# Short task
Report every line of the records below that contains the word "hanging", copying each one in full.

# Entries provided

══════

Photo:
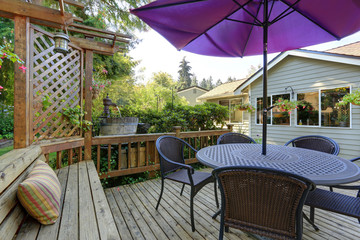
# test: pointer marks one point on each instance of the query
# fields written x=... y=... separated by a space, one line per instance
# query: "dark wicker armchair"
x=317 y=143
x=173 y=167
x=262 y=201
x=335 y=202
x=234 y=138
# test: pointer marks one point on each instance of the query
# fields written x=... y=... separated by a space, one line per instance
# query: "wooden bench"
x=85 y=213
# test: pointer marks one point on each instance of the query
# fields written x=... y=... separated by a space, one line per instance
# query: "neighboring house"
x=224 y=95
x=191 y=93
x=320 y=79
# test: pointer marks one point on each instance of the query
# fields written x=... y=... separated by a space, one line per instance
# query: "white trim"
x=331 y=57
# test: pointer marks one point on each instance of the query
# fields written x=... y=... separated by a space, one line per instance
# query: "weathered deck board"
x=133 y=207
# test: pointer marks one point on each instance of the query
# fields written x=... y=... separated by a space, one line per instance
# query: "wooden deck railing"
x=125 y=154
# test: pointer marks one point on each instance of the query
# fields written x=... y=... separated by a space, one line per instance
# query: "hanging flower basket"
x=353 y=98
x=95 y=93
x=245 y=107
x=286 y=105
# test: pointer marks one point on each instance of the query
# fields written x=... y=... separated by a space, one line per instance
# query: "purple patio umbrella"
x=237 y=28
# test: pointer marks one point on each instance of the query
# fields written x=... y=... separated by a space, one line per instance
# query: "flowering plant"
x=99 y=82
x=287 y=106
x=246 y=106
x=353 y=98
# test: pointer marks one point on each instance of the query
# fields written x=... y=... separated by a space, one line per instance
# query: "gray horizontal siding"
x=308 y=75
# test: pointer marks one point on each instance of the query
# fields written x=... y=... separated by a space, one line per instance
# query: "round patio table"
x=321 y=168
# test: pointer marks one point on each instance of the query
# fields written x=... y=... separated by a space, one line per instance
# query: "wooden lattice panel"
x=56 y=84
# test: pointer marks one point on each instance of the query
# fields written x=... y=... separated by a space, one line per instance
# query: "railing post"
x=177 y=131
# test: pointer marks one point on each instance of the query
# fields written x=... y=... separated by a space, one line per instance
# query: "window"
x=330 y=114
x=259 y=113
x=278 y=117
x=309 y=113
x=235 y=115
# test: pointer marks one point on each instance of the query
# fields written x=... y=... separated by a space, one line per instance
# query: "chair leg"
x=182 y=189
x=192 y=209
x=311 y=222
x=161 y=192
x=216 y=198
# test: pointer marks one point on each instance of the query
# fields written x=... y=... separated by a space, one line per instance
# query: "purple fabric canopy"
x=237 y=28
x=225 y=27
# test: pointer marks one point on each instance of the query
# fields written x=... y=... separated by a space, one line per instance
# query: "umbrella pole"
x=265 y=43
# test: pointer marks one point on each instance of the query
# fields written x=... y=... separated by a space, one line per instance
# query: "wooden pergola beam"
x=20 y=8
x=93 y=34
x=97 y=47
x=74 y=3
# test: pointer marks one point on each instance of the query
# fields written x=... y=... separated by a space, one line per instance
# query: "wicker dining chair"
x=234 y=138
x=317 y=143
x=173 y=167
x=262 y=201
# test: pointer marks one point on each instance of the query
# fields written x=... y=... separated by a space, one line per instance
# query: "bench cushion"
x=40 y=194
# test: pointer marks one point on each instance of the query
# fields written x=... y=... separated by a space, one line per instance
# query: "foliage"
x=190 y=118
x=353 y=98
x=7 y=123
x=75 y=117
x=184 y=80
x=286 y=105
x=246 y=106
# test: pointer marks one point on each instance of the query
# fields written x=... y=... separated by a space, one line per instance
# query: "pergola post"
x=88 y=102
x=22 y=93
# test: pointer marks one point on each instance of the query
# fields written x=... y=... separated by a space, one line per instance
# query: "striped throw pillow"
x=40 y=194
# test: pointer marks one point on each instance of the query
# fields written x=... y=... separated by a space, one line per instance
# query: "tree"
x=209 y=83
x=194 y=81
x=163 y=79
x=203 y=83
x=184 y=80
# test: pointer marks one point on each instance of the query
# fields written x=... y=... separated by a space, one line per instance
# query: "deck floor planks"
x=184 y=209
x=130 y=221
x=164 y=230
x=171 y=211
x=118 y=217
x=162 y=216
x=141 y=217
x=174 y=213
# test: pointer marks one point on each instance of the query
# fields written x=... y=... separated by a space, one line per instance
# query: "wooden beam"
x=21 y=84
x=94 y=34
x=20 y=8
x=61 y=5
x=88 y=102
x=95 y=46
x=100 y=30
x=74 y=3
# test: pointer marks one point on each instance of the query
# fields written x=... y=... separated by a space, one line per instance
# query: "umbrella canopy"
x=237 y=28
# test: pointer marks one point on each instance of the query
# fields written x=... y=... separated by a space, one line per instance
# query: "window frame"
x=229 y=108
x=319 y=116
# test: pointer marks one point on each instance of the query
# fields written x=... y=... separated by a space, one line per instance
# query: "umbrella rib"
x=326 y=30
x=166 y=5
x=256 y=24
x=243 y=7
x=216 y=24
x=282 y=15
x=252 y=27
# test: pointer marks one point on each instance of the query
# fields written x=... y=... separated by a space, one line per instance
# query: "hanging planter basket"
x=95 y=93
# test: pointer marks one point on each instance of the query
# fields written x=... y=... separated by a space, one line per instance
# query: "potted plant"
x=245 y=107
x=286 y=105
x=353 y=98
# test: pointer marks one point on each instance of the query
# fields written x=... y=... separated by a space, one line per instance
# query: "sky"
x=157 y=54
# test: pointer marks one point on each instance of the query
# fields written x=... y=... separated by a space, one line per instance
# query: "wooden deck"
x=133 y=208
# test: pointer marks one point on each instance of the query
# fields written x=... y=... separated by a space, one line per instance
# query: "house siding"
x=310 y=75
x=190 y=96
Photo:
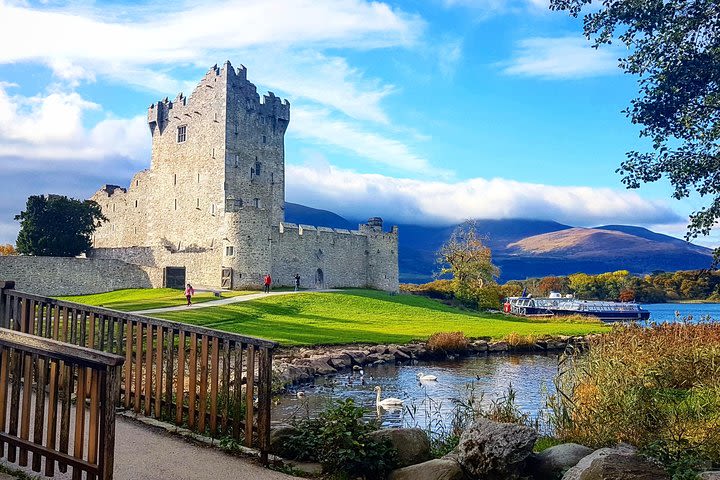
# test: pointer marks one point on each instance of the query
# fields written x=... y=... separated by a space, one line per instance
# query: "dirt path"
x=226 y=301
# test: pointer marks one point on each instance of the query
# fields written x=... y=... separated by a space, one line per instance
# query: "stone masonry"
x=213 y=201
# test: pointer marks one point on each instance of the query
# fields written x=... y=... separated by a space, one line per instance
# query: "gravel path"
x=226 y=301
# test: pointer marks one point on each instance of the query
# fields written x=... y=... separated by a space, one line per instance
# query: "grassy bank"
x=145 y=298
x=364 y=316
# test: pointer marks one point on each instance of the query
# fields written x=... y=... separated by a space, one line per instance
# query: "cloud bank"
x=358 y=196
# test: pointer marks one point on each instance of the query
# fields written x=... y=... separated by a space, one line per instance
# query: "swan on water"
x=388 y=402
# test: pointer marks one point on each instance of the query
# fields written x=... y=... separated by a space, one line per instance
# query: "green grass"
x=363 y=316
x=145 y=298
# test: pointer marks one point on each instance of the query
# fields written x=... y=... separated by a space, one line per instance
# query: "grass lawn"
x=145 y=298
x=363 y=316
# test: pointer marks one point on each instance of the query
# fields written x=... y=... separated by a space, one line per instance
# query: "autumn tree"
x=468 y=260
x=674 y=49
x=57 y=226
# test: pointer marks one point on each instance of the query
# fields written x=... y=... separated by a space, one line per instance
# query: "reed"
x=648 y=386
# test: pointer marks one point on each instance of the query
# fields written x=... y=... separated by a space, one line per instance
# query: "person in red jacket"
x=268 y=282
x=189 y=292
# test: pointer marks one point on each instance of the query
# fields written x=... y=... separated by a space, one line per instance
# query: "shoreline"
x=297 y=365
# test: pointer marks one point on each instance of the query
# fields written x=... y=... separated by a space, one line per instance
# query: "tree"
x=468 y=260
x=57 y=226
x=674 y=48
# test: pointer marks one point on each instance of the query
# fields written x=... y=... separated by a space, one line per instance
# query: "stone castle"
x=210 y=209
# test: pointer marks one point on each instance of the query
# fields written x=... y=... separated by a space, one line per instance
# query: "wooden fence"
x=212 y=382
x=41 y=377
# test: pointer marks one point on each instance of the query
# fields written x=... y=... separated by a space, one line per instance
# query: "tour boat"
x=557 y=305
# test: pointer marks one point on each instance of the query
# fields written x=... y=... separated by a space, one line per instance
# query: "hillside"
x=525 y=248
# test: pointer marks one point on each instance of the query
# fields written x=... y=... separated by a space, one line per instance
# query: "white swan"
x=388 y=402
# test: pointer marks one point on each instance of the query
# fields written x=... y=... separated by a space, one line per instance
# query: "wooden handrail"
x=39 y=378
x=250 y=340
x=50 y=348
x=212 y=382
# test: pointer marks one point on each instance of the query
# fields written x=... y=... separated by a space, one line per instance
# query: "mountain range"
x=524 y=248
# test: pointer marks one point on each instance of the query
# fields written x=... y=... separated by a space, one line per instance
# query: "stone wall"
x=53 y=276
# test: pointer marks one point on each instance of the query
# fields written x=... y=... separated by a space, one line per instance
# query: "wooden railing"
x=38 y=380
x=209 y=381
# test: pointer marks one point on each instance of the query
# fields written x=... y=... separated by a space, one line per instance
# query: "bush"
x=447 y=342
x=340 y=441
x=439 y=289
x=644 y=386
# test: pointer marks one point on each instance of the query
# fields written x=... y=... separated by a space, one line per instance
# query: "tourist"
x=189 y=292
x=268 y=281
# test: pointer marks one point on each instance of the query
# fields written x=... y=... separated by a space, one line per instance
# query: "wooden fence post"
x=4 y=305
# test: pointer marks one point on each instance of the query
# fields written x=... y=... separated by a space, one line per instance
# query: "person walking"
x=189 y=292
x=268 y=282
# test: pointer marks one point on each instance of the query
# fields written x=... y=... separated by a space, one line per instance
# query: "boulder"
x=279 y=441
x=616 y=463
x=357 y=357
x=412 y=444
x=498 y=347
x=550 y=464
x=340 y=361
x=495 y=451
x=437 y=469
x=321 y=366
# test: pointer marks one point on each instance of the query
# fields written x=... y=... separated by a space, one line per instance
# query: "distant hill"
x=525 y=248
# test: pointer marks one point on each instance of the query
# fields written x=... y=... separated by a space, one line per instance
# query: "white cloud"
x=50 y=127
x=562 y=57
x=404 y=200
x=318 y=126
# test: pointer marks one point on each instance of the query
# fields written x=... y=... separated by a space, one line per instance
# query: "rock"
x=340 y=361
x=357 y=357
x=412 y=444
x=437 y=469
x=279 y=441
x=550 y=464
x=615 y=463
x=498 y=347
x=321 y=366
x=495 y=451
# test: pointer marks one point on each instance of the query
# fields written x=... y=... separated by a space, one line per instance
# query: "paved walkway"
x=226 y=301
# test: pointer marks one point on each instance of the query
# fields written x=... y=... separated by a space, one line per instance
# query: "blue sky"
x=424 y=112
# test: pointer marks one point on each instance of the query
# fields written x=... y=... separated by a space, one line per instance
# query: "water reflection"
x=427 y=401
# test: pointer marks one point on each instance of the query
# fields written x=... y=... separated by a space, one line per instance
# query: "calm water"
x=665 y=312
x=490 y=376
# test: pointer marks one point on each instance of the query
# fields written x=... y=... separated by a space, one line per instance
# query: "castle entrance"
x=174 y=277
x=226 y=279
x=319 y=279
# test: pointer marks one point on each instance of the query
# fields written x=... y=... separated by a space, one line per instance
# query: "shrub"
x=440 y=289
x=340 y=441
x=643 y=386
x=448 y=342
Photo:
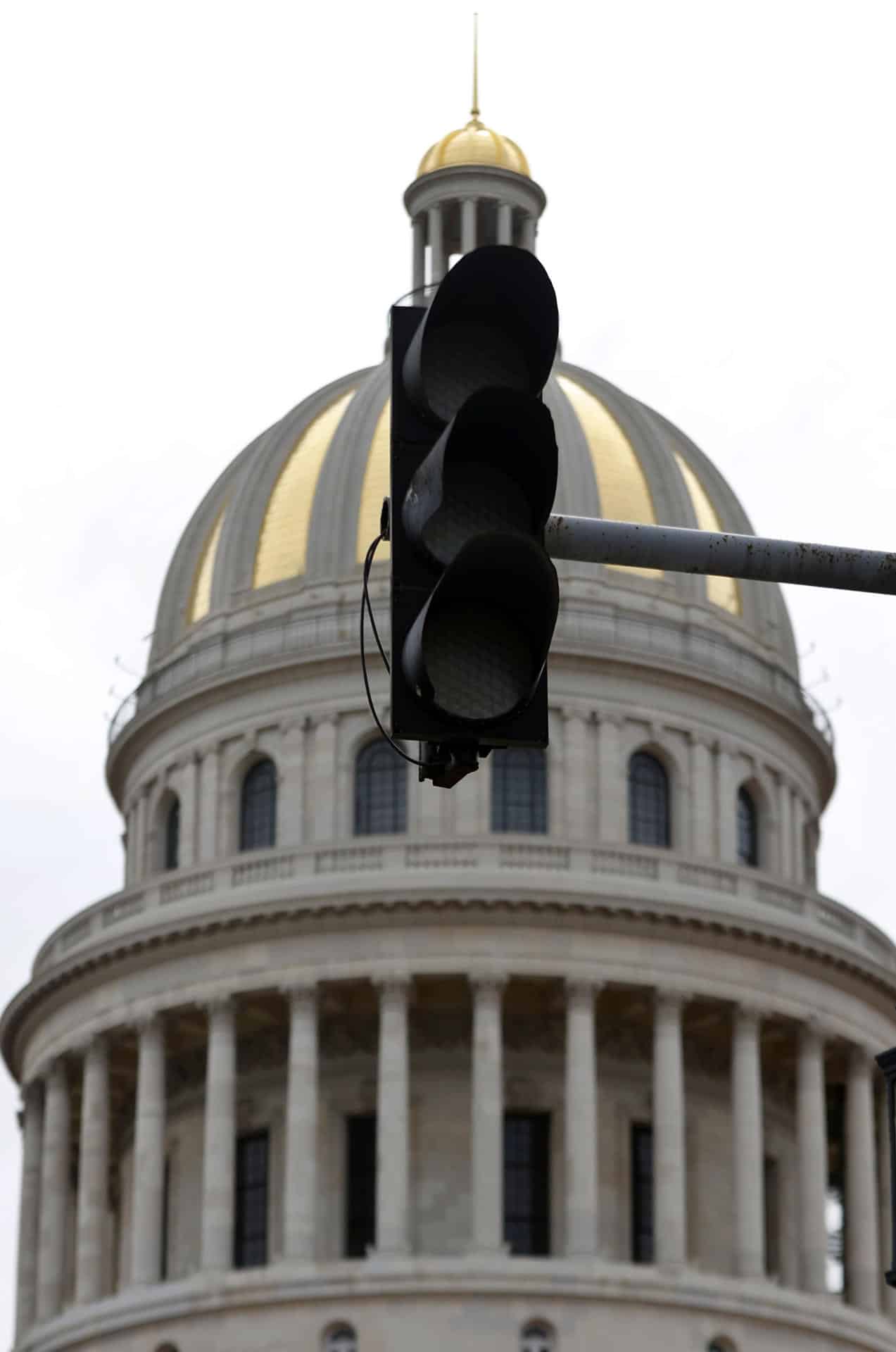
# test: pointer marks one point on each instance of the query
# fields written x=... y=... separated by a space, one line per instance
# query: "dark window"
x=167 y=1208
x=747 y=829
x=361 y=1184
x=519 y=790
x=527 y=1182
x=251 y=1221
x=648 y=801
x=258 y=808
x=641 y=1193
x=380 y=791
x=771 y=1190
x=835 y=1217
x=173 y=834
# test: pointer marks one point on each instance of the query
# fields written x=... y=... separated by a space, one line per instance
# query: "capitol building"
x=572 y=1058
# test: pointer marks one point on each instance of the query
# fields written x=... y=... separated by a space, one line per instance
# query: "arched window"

══════

# The response
# query: "hanging flower basket"
# query: "hanging planter basket"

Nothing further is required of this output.